** Start RECORD EXTRACTS **
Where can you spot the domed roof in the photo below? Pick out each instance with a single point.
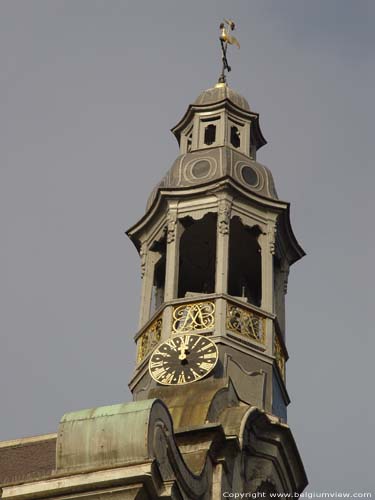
(193, 169)
(220, 92)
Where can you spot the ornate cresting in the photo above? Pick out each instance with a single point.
(279, 355)
(194, 316)
(149, 338)
(246, 322)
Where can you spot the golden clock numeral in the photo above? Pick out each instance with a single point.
(196, 342)
(155, 364)
(195, 374)
(162, 354)
(205, 365)
(171, 344)
(208, 355)
(158, 372)
(204, 348)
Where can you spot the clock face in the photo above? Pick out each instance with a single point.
(183, 359)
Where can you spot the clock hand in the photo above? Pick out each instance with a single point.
(182, 348)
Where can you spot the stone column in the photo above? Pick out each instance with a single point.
(174, 232)
(147, 275)
(267, 244)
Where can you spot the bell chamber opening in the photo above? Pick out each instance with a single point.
(245, 277)
(197, 256)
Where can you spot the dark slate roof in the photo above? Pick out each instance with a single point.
(26, 459)
(219, 93)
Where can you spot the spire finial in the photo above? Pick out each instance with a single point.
(225, 37)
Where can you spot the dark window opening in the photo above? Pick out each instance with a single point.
(245, 263)
(197, 256)
(159, 275)
(235, 137)
(210, 134)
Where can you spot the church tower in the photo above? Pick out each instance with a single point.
(216, 245)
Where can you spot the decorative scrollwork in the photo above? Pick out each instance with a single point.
(245, 322)
(279, 356)
(193, 317)
(149, 339)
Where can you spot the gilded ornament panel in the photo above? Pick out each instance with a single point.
(246, 323)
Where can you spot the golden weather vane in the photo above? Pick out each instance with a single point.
(225, 37)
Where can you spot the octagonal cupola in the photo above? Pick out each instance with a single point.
(220, 117)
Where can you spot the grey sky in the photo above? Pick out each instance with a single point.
(88, 92)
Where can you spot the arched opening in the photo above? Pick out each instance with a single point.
(235, 137)
(245, 263)
(210, 134)
(197, 256)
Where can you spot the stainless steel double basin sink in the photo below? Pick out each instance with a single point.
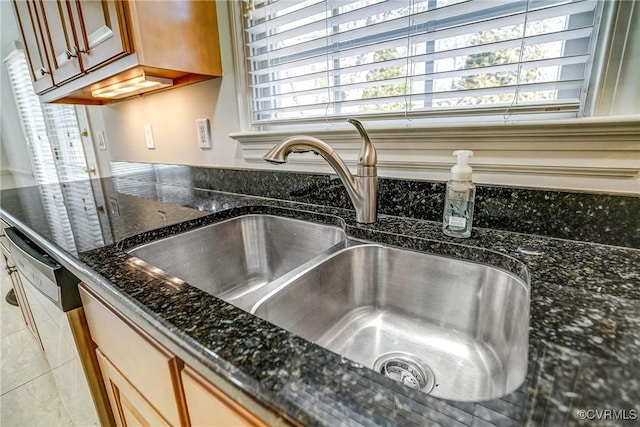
(452, 328)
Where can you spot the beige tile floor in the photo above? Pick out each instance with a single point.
(28, 394)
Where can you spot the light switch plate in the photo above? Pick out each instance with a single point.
(102, 141)
(148, 137)
(204, 133)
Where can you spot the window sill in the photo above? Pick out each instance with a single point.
(595, 147)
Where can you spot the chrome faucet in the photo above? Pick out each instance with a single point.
(362, 188)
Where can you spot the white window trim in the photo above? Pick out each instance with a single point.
(591, 147)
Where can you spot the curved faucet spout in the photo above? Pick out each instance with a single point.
(362, 188)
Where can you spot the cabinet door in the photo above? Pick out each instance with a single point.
(101, 29)
(28, 21)
(128, 406)
(23, 303)
(209, 406)
(60, 38)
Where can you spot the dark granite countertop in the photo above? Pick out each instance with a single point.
(584, 327)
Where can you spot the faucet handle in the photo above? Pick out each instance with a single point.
(367, 157)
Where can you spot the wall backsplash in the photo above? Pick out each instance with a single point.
(599, 218)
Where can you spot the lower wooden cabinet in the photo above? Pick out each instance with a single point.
(17, 286)
(129, 407)
(148, 386)
(208, 406)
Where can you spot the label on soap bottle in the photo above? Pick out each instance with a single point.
(456, 221)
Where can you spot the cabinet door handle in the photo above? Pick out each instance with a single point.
(75, 52)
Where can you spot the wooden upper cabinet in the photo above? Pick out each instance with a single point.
(90, 45)
(34, 46)
(60, 39)
(101, 30)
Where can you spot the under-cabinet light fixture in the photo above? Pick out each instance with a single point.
(134, 86)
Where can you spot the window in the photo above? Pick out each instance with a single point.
(314, 60)
(52, 134)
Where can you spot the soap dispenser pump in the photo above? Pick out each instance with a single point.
(460, 194)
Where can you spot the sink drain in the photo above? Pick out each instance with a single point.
(407, 369)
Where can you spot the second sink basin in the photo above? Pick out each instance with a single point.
(456, 329)
(234, 257)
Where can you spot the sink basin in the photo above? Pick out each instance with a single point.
(455, 329)
(234, 257)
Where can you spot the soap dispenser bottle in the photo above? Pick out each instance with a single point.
(460, 193)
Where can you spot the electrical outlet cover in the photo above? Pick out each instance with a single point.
(148, 137)
(204, 133)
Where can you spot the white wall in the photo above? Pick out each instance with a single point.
(172, 115)
(15, 167)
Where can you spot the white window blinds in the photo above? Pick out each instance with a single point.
(316, 60)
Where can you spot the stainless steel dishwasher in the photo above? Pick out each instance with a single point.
(52, 293)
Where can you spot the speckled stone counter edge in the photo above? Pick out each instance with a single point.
(600, 218)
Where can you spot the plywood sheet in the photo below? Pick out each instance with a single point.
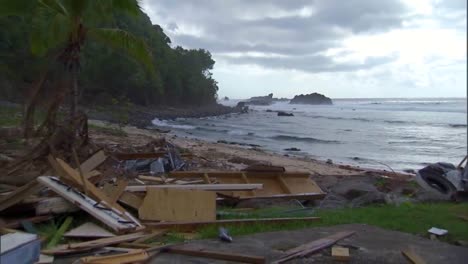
(89, 230)
(178, 205)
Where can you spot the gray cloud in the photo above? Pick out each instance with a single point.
(294, 39)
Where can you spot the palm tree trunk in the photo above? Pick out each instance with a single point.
(73, 93)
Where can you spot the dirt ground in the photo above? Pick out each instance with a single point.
(368, 245)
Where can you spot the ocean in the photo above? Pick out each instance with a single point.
(373, 133)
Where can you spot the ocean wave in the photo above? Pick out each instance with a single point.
(395, 122)
(305, 139)
(163, 123)
(457, 125)
(239, 133)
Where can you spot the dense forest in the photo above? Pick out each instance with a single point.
(181, 77)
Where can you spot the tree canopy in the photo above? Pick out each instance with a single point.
(178, 76)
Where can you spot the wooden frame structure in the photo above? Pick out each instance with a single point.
(281, 185)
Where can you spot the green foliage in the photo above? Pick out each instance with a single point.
(154, 73)
(410, 218)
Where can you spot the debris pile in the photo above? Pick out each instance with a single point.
(131, 201)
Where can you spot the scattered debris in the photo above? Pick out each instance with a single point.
(223, 235)
(110, 216)
(88, 230)
(314, 246)
(19, 248)
(437, 231)
(188, 225)
(178, 205)
(201, 252)
(340, 253)
(412, 256)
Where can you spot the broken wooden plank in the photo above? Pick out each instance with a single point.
(93, 162)
(133, 156)
(133, 256)
(58, 235)
(94, 244)
(55, 205)
(275, 184)
(114, 191)
(412, 256)
(35, 219)
(88, 230)
(94, 192)
(19, 194)
(111, 218)
(340, 253)
(205, 187)
(228, 256)
(80, 171)
(178, 205)
(155, 234)
(190, 225)
(314, 246)
(130, 199)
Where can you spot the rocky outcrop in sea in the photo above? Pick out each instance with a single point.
(313, 98)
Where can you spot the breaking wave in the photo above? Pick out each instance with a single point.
(305, 139)
(163, 123)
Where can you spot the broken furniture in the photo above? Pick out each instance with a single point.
(170, 204)
(281, 185)
(19, 248)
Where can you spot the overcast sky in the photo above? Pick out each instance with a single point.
(341, 48)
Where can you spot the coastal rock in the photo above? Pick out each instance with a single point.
(313, 98)
(281, 113)
(260, 100)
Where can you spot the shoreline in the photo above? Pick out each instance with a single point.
(222, 156)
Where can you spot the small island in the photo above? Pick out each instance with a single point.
(313, 98)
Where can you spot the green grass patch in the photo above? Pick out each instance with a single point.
(410, 218)
(10, 116)
(113, 131)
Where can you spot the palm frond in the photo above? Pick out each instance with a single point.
(49, 29)
(127, 6)
(123, 40)
(16, 7)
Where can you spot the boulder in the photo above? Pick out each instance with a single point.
(313, 98)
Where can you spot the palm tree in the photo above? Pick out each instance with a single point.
(61, 28)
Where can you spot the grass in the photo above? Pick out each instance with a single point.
(409, 218)
(10, 116)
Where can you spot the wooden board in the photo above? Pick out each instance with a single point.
(205, 187)
(55, 205)
(178, 205)
(228, 256)
(133, 256)
(191, 225)
(19, 194)
(340, 253)
(412, 256)
(280, 185)
(91, 245)
(88, 230)
(314, 246)
(130, 199)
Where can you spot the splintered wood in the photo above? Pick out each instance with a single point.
(281, 185)
(178, 205)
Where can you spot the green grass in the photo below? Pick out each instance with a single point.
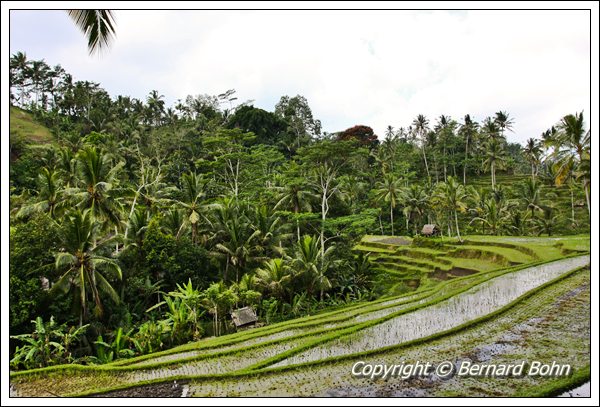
(24, 127)
(280, 341)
** End RECORD EXTRACTS **
| WHAT IS ASKED |
Pictures do not go in the copy. Write out exactly the lines from the line containing "Where can you spot the green grass patch" through the last line of the listing.

| REPLY TO THE TASK |
Where can you spot the green grass patch in the photo above? Pick out each instance with a single point.
(410, 218)
(10, 116)
(113, 131)
Where can you spot the palm frond in the photo above? Pick out each instance with a single point.
(49, 29)
(127, 6)
(123, 40)
(16, 7)
Where can you spot the boulder in the photo above? Pick out each instance with a single point.
(313, 98)
Where can you spot the palm tree in the photo above? Pick out each instance with a single point.
(61, 28)
Where can you spot the grass in the photo above? Pick out each instance with a single point.
(409, 218)
(10, 116)
Where can you spot the wooden board in the photo above? Pick out each instance with a single point.
(205, 187)
(55, 205)
(178, 205)
(228, 256)
(133, 256)
(191, 225)
(19, 194)
(340, 253)
(412, 256)
(280, 185)
(91, 245)
(88, 230)
(314, 246)
(130, 199)
Where can you spot the splintered wood in the photo above? Pick out each instance with a single point.
(281, 185)
(178, 205)
Where can you spot the green grass in the photo below? Pick out each instance with a single point.
(24, 127)
(280, 341)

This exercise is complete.